Standing involves both limitations imposed by the "case or controversy" requirement of Article III of the Constitution and "prudential limits on its exercise." Warth v. Seldin, 422 U.S. 490, 498, 95 S.Ct. 2197, 2205, 45 L.Ed.2d 343 (1975). The standing doctrine limits the jurisdiction of federal courts to parties who demonstrate "injury in fact." Valley Forge Christian College v. Americans United for Separation of Church and State, 454 U.S. 464, 473, 102 S.Ct. 752, 759, 70 L.Ed.2d 700 (1982).
The Supreme Court has the "injury in fact" requirement as embracing three separate, yet necessarily intertwined elements: The party invoking the court's authority must demonstrate (1) "some actual or threatened injury" that (2) "fairly can be traced to the challenged action" and (3) "is likely to be redressed by a favorable decision." Valley Forge Christian College v. Americans United for Separation of Church and State, 454 U.S. at 472, 102 S.Ct. at 758 ( quoting Gladstone, Realtors v. Village of Bellwood, 441 U.S. 91, 99 S.Ct. 1601, 60 L.Ed.2d 66 (1979), and Simon v. Eastern Kentucky Welfare Rights Org., 426 U.S. 26, 38, 41, 96 S.Ct. 1917, 1924, 1925-26, 48 L.Ed.2d 450 (1976), respectively). See also Allen v. Wright, 468 U.S. 737, 751, 104 S.Ct. 3315, 3324, 82 L.Ed. 2d 556 (1984).

----------------------------------------

- **Exercise requirements**:
A - Copy the entire excerpt on standing doctrine word for word.
B - In the rows, starting at the first line and going on through the line containing "(373, 399), (418, 550)", replace "aerial view" with "overhead image" and leave everything else unchanged. Return only those lines, with the pictures left out.

- **Bounding-box rows**:
----------------------------------------

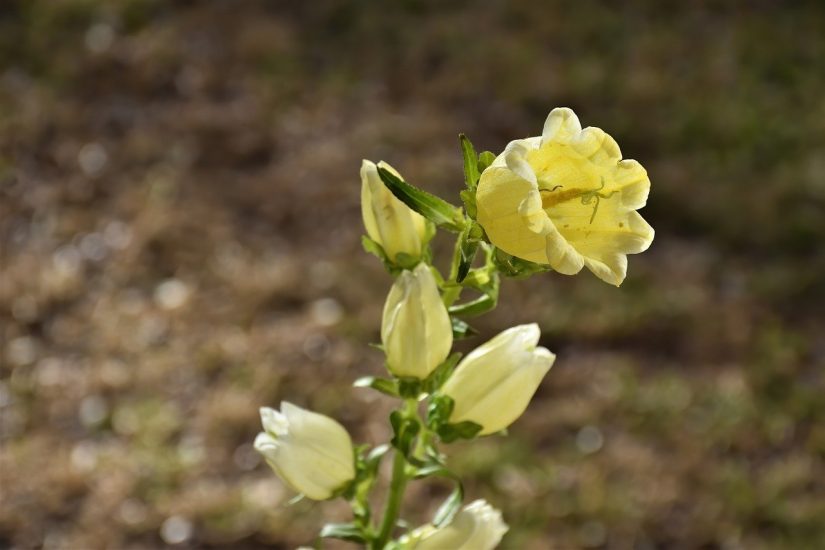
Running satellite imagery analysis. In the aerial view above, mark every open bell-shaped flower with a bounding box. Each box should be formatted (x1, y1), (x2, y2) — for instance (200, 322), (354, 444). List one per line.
(255, 401), (355, 500)
(476, 108), (653, 286)
(361, 160), (427, 262)
(441, 323), (556, 435)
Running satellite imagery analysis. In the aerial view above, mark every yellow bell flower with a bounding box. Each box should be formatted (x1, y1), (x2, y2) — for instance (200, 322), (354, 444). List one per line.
(400, 500), (508, 550)
(381, 263), (453, 379)
(476, 108), (653, 286)
(361, 160), (426, 261)
(441, 323), (556, 435)
(255, 401), (355, 500)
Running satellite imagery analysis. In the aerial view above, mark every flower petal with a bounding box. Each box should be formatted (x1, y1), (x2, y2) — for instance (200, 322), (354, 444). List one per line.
(570, 126), (622, 166)
(541, 107), (582, 145)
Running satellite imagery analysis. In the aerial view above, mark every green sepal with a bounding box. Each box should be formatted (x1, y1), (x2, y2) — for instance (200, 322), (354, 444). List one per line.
(422, 352), (462, 393)
(427, 393), (455, 432)
(413, 461), (464, 527)
(455, 222), (479, 283)
(450, 316), (478, 340)
(352, 376), (400, 397)
(427, 393), (482, 443)
(361, 235), (391, 264)
(433, 486), (464, 527)
(478, 151), (496, 174)
(320, 522), (368, 544)
(378, 167), (465, 233)
(458, 134), (481, 191)
(390, 411), (421, 456)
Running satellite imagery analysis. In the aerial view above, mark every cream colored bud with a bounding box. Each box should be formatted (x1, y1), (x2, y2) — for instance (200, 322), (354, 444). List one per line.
(441, 323), (556, 435)
(401, 500), (508, 550)
(361, 160), (426, 261)
(255, 401), (355, 500)
(381, 264), (453, 379)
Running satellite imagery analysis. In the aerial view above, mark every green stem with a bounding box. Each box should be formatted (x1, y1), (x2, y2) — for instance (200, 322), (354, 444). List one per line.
(375, 451), (407, 550)
(442, 233), (464, 307)
(373, 399), (418, 550)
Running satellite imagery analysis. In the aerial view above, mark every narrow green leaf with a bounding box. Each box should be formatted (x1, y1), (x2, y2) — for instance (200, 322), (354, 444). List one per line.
(493, 248), (550, 279)
(458, 189), (478, 219)
(390, 411), (421, 456)
(458, 134), (480, 191)
(433, 486), (464, 527)
(378, 168), (464, 232)
(478, 151), (496, 173)
(321, 523), (367, 544)
(352, 376), (399, 397)
(361, 235), (389, 263)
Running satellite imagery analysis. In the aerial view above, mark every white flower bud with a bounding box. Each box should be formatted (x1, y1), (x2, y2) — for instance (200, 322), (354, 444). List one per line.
(441, 323), (556, 435)
(361, 160), (426, 261)
(255, 401), (355, 500)
(402, 500), (508, 550)
(381, 264), (453, 379)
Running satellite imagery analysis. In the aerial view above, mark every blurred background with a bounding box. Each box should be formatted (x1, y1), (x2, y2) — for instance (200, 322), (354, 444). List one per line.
(0, 0), (825, 550)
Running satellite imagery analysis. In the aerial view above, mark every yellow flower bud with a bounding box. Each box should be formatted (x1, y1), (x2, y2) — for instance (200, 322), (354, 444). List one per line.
(381, 263), (453, 379)
(441, 323), (556, 435)
(361, 160), (426, 261)
(401, 500), (508, 550)
(255, 401), (355, 500)
(476, 108), (653, 286)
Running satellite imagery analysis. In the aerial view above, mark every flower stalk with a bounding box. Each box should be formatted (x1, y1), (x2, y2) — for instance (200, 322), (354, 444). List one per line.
(248, 109), (653, 550)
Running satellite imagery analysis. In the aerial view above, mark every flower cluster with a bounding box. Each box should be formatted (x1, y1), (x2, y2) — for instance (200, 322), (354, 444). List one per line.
(255, 109), (653, 550)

----------------------------------------

- **Answers for the tasks**:
A -
Standing involves both limitations imposed by the "case or controversy" requirement of Article III of the Constitution and "prudential limits on its exercise." Warth v. Seldin, 422 U.S. 490, 498, 95 S.Ct. 2197, 2205, 45 L.Ed.2d 343 (1975). The standing doctrine limits the jurisdiction of federal courts to parties who demonstrate "injury in fact." Valley Forge Christian College v. Americans United for Separation of Church and State, 454 U.S. 464, 473, 102 S.Ct. 752, 759, 70 L.Ed.2d 700 (1982).
The Supreme Court has the "injury in fact" requirement as embracing three separate, yet necessarily intertwined elements: The party invoking the court's authority must demonstrate (1) "some actual or threatened injury" that (2) "fairly can be traced to the challenged action" and (3) "is likely to be redressed by a favorable decision." Valley Forge Christian College v. Americans United for Separation of Church and State, 454 U.S. at 472, 102 S.Ct. at 758 ( quoting Gladstone, Realtors v. Village of Bellwood, 441 U.S. 91, 99 S.Ct. 1601, 60 L.Ed.2d 66 (1979), and Simon v. Eastern Kentucky Welfare Rights Org., 426 U.S. 26, 38, 41, 96 S.Ct. 1917, 1924, 1925-26, 48 L.Ed.2d 450 (1976), respectively). See also Allen v. Wright, 468 U.S. 737, 751, 104 S.Ct. 3315, 3324, 82 L.Ed. 2d 556 (1984).

B -
Running satellite imagery analysis. In the overhead image above, mark every open bell-shaped flower with a bounding box. Each box should be formatted (x1, y1), (x2, y2) — for instance (200, 322), (354, 444). List one per line.
(255, 401), (355, 500)
(476, 108), (653, 286)
(361, 160), (427, 262)
(441, 323), (556, 435)
Running satellite imagery analysis. In the overhead image above, mark every yellow bell flower with a bounding box. Each box should be formatted (x1, y1), (x2, y2) — for instance (200, 322), (354, 444). List one per line.
(400, 500), (508, 550)
(381, 263), (453, 379)
(476, 108), (653, 286)
(361, 160), (426, 261)
(441, 323), (556, 435)
(255, 401), (355, 500)
Running satellite imagery analysis. In the overhead image above, mark every flower petal with a bounding box. Each box should be formatted (x1, y1), (x2, y2) — for instance (200, 322), (354, 444). List one per line.
(570, 126), (622, 166)
(541, 107), (582, 145)
Running satellite imagery analysis. In the overhead image above, mark every green sepal with a bounding box. Each box should be formatted (x1, y1), (x2, y2) — for instance (200, 322), (354, 444). List one per line.
(422, 352), (462, 393)
(427, 393), (455, 432)
(413, 461), (464, 527)
(455, 222), (479, 283)
(450, 316), (478, 340)
(352, 376), (400, 397)
(427, 393), (482, 443)
(361, 235), (391, 264)
(433, 486), (464, 527)
(478, 151), (496, 174)
(320, 522), (368, 544)
(378, 167), (465, 233)
(458, 134), (481, 191)
(390, 411), (421, 456)
Running satellite imagery analysis. In the overhead image above, mark every cream colored bud with a bounding box. Each box should be formatted (x1, y1), (x2, y2) — for instance (200, 322), (354, 444). List one per line.
(441, 323), (556, 435)
(401, 500), (508, 550)
(361, 160), (426, 261)
(255, 401), (355, 500)
(381, 264), (453, 379)
Running satellite imagery analysis. In the overhead image above, mark every green stem with a bounding box. Each box should be formatted (x1, y1), (x2, y2) — for instance (200, 322), (354, 444). List one per line.
(375, 451), (407, 550)
(442, 233), (464, 307)
(373, 399), (418, 550)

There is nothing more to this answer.